§ **Page text**
_ _ _ _

Liviu Buzilă is a geomorphologist who teaches at the Faculty of Geography at Babeș-Bolyai University in Cluj-Napoca and argues the exact opposite: that burning debris is good for the soil.

“The ash produced by fire is a fantastic fertiliser for soils, the best soils are found where there is the most ash, including volcanic ash. Vegetation fire is beneficial for soil in two ways: firstly, the ash is formed, and secondly, many pests are killed in the process,” Buzila explains.

According to the researcher, burning debris is not harmful to the soil because the fire moves quickly and never penetrates very deeply.

“In the countryside, burning stubble fields is done precisely to get rid of the crop residues more quickly. But that’s a two or three-hour fire. In stubble fires, even the soil fauna is not heavily affected. Everything that exists – worms, insects – can retreat deep into the soil and continue to live without any problems. After two or three hours of burning, the heat only penetrates two or three centimetres,” he says.

For many farmers, says Mihail Dumitru, scientific director of ICPA Bucharest, it is much cheaper to burn plant residues than to apply other treatments. But those who receive payments from national or European funds are obliged to comply with cross-compliance rules, precisely to keep organic matter in the soil. And one very clear rule is a ban on burning arable land.

_ _ _ _

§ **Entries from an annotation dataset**
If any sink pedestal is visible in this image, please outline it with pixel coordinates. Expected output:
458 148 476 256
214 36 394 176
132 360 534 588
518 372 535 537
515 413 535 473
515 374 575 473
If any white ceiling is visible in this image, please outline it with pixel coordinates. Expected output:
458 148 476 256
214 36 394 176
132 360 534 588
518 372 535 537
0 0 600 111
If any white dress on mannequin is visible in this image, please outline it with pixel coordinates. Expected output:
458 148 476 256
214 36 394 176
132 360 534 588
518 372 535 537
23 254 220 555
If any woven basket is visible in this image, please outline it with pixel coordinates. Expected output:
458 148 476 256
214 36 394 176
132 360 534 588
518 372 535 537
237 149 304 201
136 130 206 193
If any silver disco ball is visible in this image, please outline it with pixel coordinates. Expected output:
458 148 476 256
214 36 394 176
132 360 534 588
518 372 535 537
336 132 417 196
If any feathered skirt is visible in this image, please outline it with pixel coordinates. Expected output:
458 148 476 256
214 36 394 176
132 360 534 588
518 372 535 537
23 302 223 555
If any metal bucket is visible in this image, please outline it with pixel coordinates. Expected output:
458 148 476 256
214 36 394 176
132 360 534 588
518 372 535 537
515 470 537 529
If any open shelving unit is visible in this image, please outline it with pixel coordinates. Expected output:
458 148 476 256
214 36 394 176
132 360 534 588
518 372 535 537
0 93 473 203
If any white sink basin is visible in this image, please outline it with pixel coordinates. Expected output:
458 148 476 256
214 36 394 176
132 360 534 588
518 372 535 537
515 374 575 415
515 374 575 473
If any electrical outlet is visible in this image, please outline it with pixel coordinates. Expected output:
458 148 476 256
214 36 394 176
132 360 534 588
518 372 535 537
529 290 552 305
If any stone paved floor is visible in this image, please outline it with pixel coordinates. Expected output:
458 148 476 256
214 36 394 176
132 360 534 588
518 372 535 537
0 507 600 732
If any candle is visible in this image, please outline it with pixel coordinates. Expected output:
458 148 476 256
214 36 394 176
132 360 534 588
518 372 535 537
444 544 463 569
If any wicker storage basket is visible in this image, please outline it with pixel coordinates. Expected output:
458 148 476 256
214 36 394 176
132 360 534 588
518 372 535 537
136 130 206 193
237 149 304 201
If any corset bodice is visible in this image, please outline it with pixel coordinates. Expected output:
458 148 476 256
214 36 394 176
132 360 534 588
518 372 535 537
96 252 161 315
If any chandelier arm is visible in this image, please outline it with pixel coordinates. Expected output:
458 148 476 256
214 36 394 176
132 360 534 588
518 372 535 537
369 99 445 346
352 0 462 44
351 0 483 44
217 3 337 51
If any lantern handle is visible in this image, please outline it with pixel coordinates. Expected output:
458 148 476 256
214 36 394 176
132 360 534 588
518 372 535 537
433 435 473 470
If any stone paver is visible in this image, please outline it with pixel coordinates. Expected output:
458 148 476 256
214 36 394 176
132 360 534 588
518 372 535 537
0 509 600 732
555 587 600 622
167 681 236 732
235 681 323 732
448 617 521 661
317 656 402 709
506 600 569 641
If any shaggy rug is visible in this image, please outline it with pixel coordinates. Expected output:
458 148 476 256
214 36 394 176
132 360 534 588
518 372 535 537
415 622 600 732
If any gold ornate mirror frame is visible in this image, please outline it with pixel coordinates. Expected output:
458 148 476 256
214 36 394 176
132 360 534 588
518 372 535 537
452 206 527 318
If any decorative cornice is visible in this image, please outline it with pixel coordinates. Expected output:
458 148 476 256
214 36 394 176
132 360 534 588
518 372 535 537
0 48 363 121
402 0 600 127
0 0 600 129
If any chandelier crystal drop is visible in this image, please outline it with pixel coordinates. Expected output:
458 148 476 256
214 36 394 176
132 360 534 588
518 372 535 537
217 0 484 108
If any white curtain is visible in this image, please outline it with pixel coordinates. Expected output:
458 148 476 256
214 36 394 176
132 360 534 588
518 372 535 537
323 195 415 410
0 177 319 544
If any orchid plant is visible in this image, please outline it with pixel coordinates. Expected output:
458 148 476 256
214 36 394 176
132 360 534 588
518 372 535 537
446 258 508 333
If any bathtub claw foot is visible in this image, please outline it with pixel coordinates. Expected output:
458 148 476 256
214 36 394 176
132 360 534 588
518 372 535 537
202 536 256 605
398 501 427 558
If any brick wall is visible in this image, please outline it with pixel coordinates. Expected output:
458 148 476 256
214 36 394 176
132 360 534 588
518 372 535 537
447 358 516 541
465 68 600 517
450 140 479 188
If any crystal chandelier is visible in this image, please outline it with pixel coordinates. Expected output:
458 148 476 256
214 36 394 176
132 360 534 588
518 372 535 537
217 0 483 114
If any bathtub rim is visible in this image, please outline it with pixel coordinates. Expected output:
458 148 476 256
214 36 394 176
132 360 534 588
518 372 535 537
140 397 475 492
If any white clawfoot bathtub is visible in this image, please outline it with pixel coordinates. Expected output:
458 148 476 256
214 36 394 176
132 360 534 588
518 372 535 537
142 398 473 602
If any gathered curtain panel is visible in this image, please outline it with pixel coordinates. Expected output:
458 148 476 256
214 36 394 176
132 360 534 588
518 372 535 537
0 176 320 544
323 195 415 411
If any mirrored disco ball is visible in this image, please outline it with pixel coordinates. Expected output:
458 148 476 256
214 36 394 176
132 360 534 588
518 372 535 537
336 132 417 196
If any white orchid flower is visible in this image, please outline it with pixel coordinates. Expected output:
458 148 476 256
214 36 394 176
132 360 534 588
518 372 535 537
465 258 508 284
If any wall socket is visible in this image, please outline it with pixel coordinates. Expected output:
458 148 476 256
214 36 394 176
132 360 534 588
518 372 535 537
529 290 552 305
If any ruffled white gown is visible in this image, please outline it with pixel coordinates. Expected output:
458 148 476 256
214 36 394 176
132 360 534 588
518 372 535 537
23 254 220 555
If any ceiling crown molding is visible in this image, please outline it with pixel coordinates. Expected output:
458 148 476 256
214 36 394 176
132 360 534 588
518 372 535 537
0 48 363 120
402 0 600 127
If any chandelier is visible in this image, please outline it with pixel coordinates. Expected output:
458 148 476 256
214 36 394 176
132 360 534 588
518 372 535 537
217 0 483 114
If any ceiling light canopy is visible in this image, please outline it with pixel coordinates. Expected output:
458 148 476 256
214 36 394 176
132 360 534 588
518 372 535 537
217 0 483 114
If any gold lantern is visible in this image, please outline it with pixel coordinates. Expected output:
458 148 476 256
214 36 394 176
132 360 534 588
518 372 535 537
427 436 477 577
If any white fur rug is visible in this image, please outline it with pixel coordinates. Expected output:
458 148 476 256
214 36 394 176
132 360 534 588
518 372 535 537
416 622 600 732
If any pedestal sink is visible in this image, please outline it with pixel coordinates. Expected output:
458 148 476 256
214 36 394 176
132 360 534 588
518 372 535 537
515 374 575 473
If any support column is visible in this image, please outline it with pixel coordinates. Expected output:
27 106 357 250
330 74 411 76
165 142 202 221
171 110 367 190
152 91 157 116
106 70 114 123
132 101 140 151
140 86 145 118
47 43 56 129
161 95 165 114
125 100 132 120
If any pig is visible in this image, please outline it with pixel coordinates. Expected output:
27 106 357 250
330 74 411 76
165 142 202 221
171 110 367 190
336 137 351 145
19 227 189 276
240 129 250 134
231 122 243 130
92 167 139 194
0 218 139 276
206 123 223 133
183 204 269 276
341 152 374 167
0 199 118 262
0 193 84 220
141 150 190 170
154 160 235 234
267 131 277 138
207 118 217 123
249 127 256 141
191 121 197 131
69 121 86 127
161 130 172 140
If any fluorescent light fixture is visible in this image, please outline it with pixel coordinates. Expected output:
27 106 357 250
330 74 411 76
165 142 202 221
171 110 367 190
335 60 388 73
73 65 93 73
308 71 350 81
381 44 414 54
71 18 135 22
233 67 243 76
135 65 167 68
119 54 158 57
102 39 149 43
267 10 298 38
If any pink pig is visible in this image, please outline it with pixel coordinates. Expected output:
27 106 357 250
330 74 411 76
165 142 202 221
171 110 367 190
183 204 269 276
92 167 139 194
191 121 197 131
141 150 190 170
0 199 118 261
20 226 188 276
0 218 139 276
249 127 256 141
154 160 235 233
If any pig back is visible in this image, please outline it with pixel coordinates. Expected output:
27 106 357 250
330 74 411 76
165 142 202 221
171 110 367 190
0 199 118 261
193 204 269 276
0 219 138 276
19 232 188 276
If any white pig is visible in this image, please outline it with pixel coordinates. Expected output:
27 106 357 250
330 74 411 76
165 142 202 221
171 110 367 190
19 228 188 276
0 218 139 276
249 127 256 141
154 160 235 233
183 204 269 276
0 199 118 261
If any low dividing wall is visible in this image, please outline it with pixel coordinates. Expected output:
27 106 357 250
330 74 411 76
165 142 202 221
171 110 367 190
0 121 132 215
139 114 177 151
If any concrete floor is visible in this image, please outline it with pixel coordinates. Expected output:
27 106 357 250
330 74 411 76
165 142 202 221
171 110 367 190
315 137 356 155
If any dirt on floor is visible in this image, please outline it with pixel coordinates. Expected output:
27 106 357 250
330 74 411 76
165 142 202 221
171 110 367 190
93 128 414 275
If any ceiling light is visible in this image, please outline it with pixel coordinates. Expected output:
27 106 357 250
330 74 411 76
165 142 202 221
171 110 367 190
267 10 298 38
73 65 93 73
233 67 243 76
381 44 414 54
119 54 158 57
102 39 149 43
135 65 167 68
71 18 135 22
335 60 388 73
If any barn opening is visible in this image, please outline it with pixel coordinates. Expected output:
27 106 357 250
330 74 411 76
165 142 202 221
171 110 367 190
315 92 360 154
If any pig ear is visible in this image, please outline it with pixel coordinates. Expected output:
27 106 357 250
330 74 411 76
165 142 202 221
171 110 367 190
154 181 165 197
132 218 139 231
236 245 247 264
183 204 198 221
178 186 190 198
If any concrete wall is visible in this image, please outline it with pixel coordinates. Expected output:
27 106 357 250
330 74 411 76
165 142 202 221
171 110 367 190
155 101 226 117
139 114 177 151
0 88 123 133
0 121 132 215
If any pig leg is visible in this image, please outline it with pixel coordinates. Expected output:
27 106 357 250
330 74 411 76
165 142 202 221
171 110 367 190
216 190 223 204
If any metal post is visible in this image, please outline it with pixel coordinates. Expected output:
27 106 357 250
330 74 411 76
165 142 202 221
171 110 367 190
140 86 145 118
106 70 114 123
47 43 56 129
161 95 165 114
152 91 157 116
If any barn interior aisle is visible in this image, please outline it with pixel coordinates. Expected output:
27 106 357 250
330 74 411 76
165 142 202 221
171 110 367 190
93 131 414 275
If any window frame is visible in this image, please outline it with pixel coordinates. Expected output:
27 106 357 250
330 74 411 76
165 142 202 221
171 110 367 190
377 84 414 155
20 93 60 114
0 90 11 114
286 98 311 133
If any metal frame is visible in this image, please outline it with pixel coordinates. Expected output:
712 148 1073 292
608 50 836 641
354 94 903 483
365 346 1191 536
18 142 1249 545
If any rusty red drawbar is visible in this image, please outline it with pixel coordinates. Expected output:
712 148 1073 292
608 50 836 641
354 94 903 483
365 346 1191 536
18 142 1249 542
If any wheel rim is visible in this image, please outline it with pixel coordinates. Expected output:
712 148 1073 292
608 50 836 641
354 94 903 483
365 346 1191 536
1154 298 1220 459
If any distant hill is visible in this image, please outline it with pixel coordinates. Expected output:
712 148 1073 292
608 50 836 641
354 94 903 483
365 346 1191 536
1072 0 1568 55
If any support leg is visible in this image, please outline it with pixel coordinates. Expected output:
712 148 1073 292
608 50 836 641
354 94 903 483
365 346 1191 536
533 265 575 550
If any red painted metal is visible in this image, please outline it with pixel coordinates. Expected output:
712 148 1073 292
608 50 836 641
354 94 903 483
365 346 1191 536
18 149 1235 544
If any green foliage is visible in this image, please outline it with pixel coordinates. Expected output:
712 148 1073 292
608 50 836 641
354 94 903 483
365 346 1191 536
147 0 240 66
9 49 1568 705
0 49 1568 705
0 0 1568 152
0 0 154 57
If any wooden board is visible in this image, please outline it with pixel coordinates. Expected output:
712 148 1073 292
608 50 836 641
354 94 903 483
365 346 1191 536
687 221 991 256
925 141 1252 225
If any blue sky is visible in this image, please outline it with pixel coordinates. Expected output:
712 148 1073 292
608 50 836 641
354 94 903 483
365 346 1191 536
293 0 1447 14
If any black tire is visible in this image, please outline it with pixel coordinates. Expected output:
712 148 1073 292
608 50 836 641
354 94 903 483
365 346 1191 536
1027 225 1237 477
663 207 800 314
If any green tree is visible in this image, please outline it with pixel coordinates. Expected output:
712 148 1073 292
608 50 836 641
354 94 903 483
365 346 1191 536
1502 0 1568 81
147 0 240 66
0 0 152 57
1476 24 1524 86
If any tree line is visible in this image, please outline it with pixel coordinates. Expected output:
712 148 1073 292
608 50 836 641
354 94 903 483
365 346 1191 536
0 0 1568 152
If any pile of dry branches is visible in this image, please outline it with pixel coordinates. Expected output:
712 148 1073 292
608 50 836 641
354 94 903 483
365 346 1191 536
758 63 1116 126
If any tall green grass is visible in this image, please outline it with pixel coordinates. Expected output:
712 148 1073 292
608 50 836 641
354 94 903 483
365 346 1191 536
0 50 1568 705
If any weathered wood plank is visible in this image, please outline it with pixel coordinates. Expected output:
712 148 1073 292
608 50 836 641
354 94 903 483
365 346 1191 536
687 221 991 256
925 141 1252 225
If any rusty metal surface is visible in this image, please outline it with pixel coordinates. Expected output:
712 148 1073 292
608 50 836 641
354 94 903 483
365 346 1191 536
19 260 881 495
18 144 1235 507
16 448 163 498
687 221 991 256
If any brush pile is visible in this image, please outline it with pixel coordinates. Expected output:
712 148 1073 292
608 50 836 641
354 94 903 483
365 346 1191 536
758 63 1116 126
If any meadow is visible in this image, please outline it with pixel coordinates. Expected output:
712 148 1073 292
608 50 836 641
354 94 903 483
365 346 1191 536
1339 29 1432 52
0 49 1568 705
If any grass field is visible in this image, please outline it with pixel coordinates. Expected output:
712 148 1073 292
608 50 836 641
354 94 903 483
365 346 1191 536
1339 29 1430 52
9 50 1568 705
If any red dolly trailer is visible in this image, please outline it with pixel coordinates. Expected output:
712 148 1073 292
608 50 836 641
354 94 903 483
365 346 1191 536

_ _ _ _

§ **Exercises**
(a) From the passage on burning crop residues, copy the span that begins at the words "For many farmers, says" and ends after "burning arable land.", without changing anything.
(b) Carry on the passage about burning crop residues and its effect on soil, picking up right after its final sentence.

§ **Response list**
(a)
For many farmers, says Mihail Dumitru, scientific director of ICPA Bucharest, it is much cheaper to burn plant residues than to apply other treatments. But those who receive payments from national or European funds are obliged to comply with cross-compliance rules, precisely to keep organic matter in the soil. And one very clear rule is a ban on burning arable land.

(b)
“They then come in with a relatively deep plough”, explains Dumitru, “mix the soil and don’t damage the next crop. And that’s why a lot of farmers have allowed themselves to use this system to get rid of crop residues (…). That doesn’t mean it’s much better. There are routines that can’t be fought. And then the legislator passed a law, so that it is no longer just advice”.

“I’ve set fires a thousand times, I didn’t think anything would happen to me”

Not only is arson forbidden, it is also dangerous. Those who cause a fire are often also the ones who are burned or suffer smoke inhalation.

“The vast majority do it because they’re used to it or think it can’t happen to them (…). But they don’t realise the danger they’re exposing themselves to, and they make the mistake of setting fires and not keeping close watch. If there’s some firewood left, they throw it away and that’s enough”, says fire brigade commander Antonache George.

More than a few times following an intervention to extinguish a vegetation fire he has heard the same thing: “I have set fires a thousand times, I didn’t think anything would happen to me”.

Statistics from the IGSU show that in more than 80 percent of cases, the average age of people killed in vegetation fires is over 56.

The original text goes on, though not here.